DOCUMENT SECTION:
******
Indian researchers have proposed a groundbreaking method for treating wastewater sustainably by utilizing a microalgae-bacterial consortium. This innovative approach, highlighted in a recent study, offers a cost-effective and eco-friendly alternative to traditional ammonium removal techniques, which rely heavily on energy-intensive oxygenation processes.

The Problem of Ammonium in Wastewater

Ammonium, a toxic nitrogen compound derived from gaseous ammonia, is a significant pollutant in wastewater. It poses severe risks to aquatic life, animals, and human health by altering water pH and contributing to eutrophication—where excess nutrients fuel harmful algal blooms. Professor Kannan Pakshirajan from the Indian Institute of Technology Guwahati explains, “Ammonia can harm mammalian cells and human health due to its potential to alter water pH. Drinking water is typically slightly alkaline, and if its pH becomes acidic, it becomes unfit for consumption.”
******
DATA:
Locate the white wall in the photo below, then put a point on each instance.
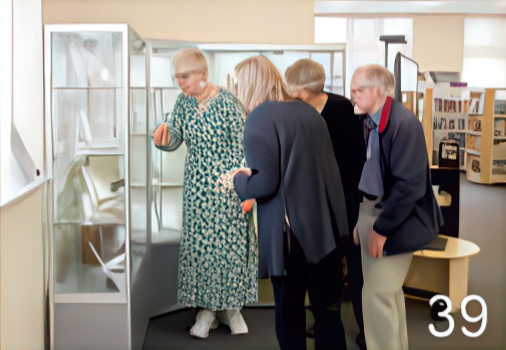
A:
(437, 39)
(21, 249)
(254, 21)
(438, 42)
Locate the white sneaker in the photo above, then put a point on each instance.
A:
(206, 320)
(234, 320)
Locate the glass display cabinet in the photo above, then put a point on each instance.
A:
(116, 200)
(96, 104)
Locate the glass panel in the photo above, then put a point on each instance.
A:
(89, 229)
(86, 59)
(68, 107)
(138, 110)
(161, 71)
(102, 115)
(138, 154)
(90, 258)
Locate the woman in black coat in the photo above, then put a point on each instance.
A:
(292, 175)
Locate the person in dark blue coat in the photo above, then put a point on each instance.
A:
(294, 177)
(398, 214)
(305, 80)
******
APPLY WHAT YOU READ:
1. Summarize the article on wastewater ammonium treatment in two sentences.
2. Repeat the stretch of the article on wastewater ammonium treatment from "Indian researchers have" through "energy-intensive oxygenation processes.", word for word.
3. Pick up the article on wastewater ammonium treatment right after its last sentence and continue writing it.

OUTPUTS BY TASK:
1. Indian researchers have proposed treating wastewater with a microalgae-bacterial consortium, a cost-effective and eco-friendly alternative to traditional ammonium removal techniques that rely on energy-intensive oxygenation. Ammonium is a toxic nitrogen compound that harms aquatic life, animals, and human health by altering water pH and contributing to eutrophication, and Professor Kannan Pakshirajan of the Indian Institute of Technology Guwahati notes that drinking water becomes unfit for consumption if its pH turns acidic.

2.
Indian researchers have proposed a groundbreaking method for treating wastewater sustainably by utilizing a microalgae-bacterial consortium. This innovative approach, highlighted in a recent study, offers a cost-effective and eco-friendly alternative to traditional ammonium removal techniques, which rely heavily on energy-intensive oxygenation processes.

3.
India faces a critical wastewater management challenge. A 2022 Niti Aayog report reveals that urban areas generate approximately 72,368 million liters per day (MLD) of wastewater, while rural regions produce 39,604 MLD. Sources include agricultural runoff, industrial effluents, and sewage, all containing harmful chemicals, with ammonium being particularly concerning.

Traditional Methods and Their Drawbacks

Conventional ammonium removal processes involve oxygenation through mechanical or aeration systems, accounting for up to 90% of a treatment plant’s energy consumption. These methods are not only costly but also generate waste-activated sludge, which presents disposal challenges. “The major cost involved in wastewater treatment comes from aeration, where oxygen is supplied by pumping or mechanical operations,” Pakshirajan explains.

Chemical methods, while faster, require additional energy and are less environmentally friendly. As such, biological approaches, such as anaerobic digestion using microorganisms, have gained preference due to their sustainability and lower energy demands.

The Role of Microalgae-Bacterial Consortia

The study introduces a photo-sequencing batch reactor (PSBR) that uses a combination of microalgae and bacteria for ammonium removal. This biological process involves:

1. Ammonia oxidation: The microalgae produce oxygen via photosynthesis to support this step.
2. Nitrate conversion: In anoxic conditions, nitrate is reduced to nitrogen, the least harmful form of nitrogen.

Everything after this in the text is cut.